#### Extract provided:
|Born||1959 (age 62–63)|
New Haven, Connecticut
|Hothead Paisan, Homicidal Lesbian Terrorist|
Diane DiMassa (born 1959) is an American feminist artist, noted as creator of the alternative cartoon character Hothead Paisan, Homicidal Lesbian Terrorist, whose wild antics have been described as rage therapy for the marginalised. DiMassa is also active in oil painting and street art.
Hothead Paisan made its debut in 1991, and was initially published four times a year by Giant Ass Publishing (Stacy Sheehan and Diane DiMassa). The series was part of an underground 'zine explosion which happened in the early 1990s, and instantly snared a loyal cult following. DiMassa published Hothead Paisan from 1991–1996; the whole series has been collected into the anthology The Complete Hothead Paisan, published by Cleis Press. It contains all 21 issues, plus 20 extra pages. (The original issues are still available on the Hothead Paisan website.)
Hothead Paisan is rage therapy for the marginalized and disaffected, the fed up, and anyone sickened by society's ills. Her readers comprise a full spectrum of gender, orientation, race and class. Hothead literally started out as journal material to vent and deal with anger issues by DiMassa when first entering into drug and alcohol recovery. The first issue, published as a mini-comic, was twelve pages long and elicited a roaring response, giving rise to the ongoing series, and soon after, a line of merchandise called "Groovy Crapola" which included shirts, mugs, hats, rubber stamps, etc.
Hothead has no filter and reacts viscerally and violently to the injustices of the world. Her acting out of the fantasies that "normal" people have but would never act on holds her appeal; she does it for us unapologetically and uproariously. Her cat Chicken brings in a more spiritual, wise (and wise-cracking) element. Hothead's best friend Roz is an older psychic blind woman who is a pacifist and almost endlessly patient with Hothead. These and other characters make Hothead Paisan a well-rounded experience which speaks to the many facets of the reader's emotional landscape.

#### Dataset content:
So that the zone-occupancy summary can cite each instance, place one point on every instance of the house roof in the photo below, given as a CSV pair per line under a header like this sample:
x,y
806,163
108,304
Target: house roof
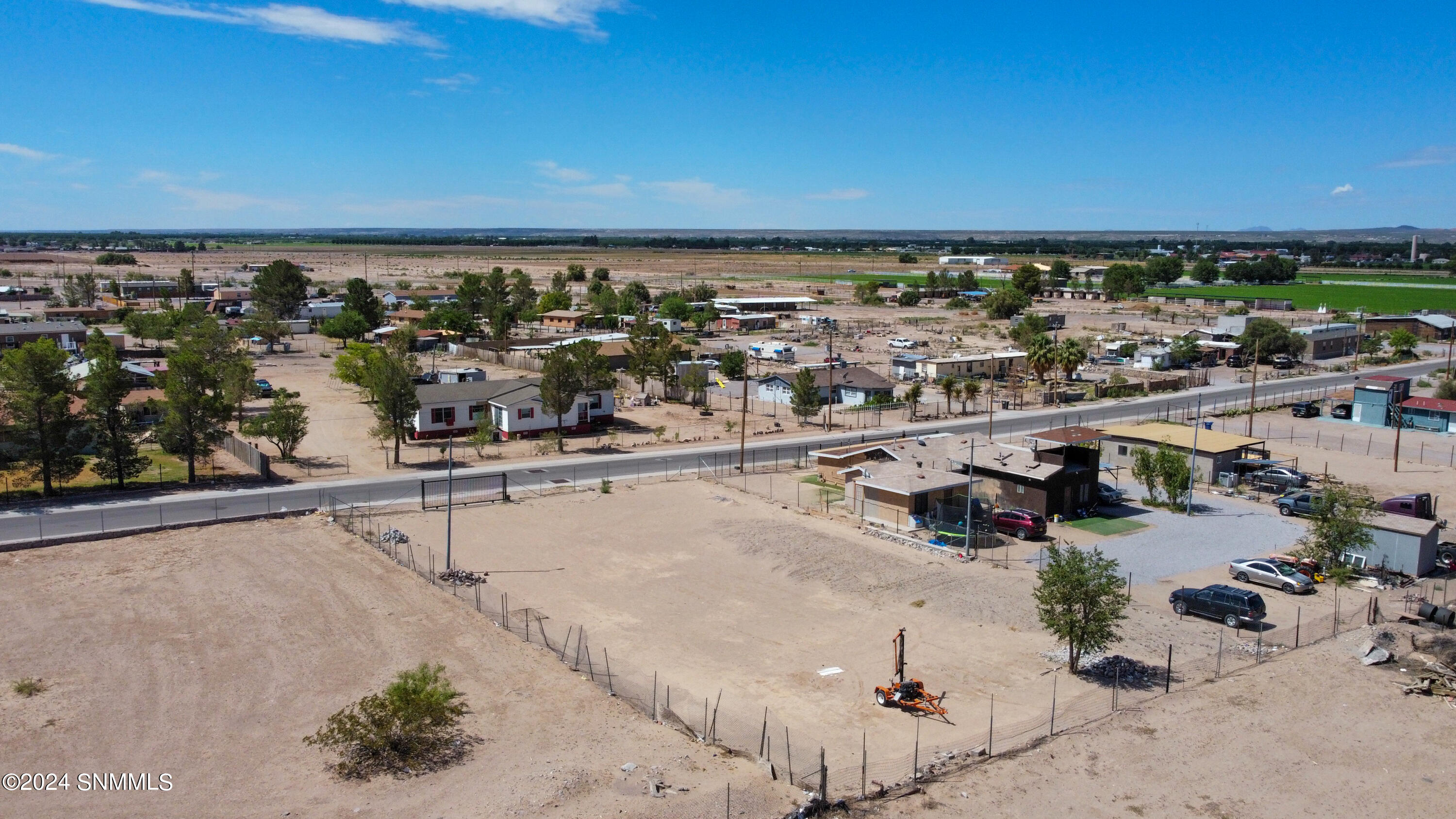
x,y
908,479
1403,524
471,391
1180,436
1440,404
1065,436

#### Parts of the exercise:
a. Answer these questions from the text about Diane DiMassa:
(i) In what year did Hothead Paisan make its debut?
(ii) How many pages long was the first issue?
(iii) What is the name of Hothead's cat?
b. Write out the stretch of the text about Diane DiMassa from "Hothead Paisan is" through "rubber stamps, etc.", swapping "merchandise" for "products".
c. Extend the text about Diane DiMassa, picking up after its last sentence.
The items have no connection to the text about Diane DiMassa.

#### Responses for each task:
a.
(i) 1991
(ii) Twelve
(iii) Chicken

b.
Hothead Paisan is rage therapy for the marginalized and disaffected, the fed up, and anyone sickened by society's ills. Her readers comprise a full spectrum of gender, orientation, race and class. Hothead literally started out as journal material to vent and deal with anger issues by DiMassa when first entering into drug and alcohol recovery. The first issue, published as a mini-comic, was twelve pages long and elicited a roaring response, giving rise to the ongoing series, and soon after, a line of products called "Groovy Crapola" which included shirts, mugs, hats, rubber stamps, etc.

c.
According to DiMassa, the themes reflected in Hothead Paisan are "less about anything particularly lesbian, and more about a slant on how unbalanced society is" and represents a "matter of astuteness among [her] fans than really gayness .. although ninety percent of them are gay." This societal imbalance is explained in the Gabrielle Dean's feminist analysis of the comic strip which postulates that Hothead is a "phallicized dyke" who is "at the mercy of her own rage against society, which she expresses by castrating men who are exaggerated stand-ins for the patriarchal order.
In 2002, a candy bar named after Hothead Paisan — the "Homicidal Lesbian Terrorist" booster bar — sold out quickly in San Francisco, where DiMassa was living at the time.
DiMassa illustrated the Pussycat Fever chapbook by the late Kathy Acker, along with Freddie Baer (AK Press, 1995); My Gender Workbook by Kate Bornstein; and Sexing the Body by Anne-Fausto Sterling. DiMassa illustrated Jokes and the Unconscious, a graphic novel written by poet and writer Daphne Gottlieb, which was published by Cleis Press in 2006.
DiMassa has contributed to numerous comic/literary anthologies from the early 1990s to the present, the most recent being Live Through This (Seven Stories Press), which is a collection of prose and art by women describing the role that art has played in dealing with issues such as addiction.
DiMassa currently does a bit of cartooning/illustrating, but focuses mainly on oil painting and street art pieces often based on Hothead Paisan and Chicken.
DiMassa grew up in West Haven, Connecticut.